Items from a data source
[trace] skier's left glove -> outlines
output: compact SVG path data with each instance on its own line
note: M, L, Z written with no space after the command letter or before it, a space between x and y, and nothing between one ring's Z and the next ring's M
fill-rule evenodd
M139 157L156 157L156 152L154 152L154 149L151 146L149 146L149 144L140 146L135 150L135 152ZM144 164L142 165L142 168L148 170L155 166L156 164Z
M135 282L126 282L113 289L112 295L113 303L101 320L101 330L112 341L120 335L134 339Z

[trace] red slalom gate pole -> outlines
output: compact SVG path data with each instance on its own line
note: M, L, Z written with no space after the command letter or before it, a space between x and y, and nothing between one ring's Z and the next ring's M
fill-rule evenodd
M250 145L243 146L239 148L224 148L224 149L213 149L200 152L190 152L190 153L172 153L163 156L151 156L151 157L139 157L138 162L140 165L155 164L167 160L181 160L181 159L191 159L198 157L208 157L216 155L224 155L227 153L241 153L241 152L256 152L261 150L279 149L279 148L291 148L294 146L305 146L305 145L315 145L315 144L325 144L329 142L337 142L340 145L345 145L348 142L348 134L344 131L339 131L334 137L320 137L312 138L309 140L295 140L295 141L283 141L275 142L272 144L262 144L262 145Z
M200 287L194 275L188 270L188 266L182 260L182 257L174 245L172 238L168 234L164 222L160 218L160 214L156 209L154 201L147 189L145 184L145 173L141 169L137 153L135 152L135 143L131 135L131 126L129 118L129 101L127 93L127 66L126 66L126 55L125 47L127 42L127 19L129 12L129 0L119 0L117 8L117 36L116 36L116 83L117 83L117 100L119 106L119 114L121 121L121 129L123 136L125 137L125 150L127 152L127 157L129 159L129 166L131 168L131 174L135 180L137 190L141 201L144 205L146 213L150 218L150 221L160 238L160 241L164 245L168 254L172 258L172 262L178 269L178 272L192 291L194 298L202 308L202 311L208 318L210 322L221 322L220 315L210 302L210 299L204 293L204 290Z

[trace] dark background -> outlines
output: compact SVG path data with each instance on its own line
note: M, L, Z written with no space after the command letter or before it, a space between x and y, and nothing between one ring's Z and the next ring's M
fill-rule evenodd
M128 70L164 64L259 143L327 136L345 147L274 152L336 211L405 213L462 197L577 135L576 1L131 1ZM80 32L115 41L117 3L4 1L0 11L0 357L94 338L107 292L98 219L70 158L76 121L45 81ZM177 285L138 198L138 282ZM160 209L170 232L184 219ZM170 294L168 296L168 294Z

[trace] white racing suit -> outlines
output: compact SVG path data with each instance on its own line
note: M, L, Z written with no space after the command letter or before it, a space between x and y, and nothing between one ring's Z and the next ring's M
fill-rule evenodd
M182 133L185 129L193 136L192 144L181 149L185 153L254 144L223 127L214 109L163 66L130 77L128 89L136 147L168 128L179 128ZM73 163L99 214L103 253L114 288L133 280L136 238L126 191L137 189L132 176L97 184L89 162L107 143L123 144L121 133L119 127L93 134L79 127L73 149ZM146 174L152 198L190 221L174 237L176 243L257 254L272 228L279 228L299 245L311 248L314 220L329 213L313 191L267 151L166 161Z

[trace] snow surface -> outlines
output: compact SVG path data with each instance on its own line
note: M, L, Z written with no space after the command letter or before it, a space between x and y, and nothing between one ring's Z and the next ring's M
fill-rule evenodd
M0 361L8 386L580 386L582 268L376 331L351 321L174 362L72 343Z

TASK » Can you lay out the records as a two-column CSV with columns named request and answer, starting with the line containing "[trace] white racing suit -> outlines" and going on through the end of the records? Use one row per record, and put each value in a single quoted field with its line breaks replaced by spaces.

WRITTEN SOLUTION »
request,answer
"[trace] white racing suit -> outlines output: compact SVG path data with each instance on its own line note: M, L, Z written with no space after the command letter or before it, a space between x and y, and nothing between one ring's Z and the next ring's M fill-rule evenodd","M182 133L185 129L193 136L192 144L181 149L185 153L254 144L223 127L214 109L163 66L130 77L128 89L136 147L168 128L179 128ZM73 163L99 214L103 253L114 288L133 280L136 238L126 191L137 189L132 176L97 184L89 162L107 143L123 144L121 133L119 127L93 134L79 127L73 149ZM146 174L152 198L190 221L174 237L176 243L257 254L272 228L279 228L299 245L311 248L314 220L329 213L313 191L267 151L166 161Z"
"[trace] snow surface -> outlines output: compact SVG path data with each instance on its own line note: M, L, Z written with no space after the command letter or before it, a space between x and y, and nothing between one ring's Z and the next ring's M fill-rule evenodd","M0 361L8 386L580 386L582 268L376 331L351 321L174 362L72 343Z"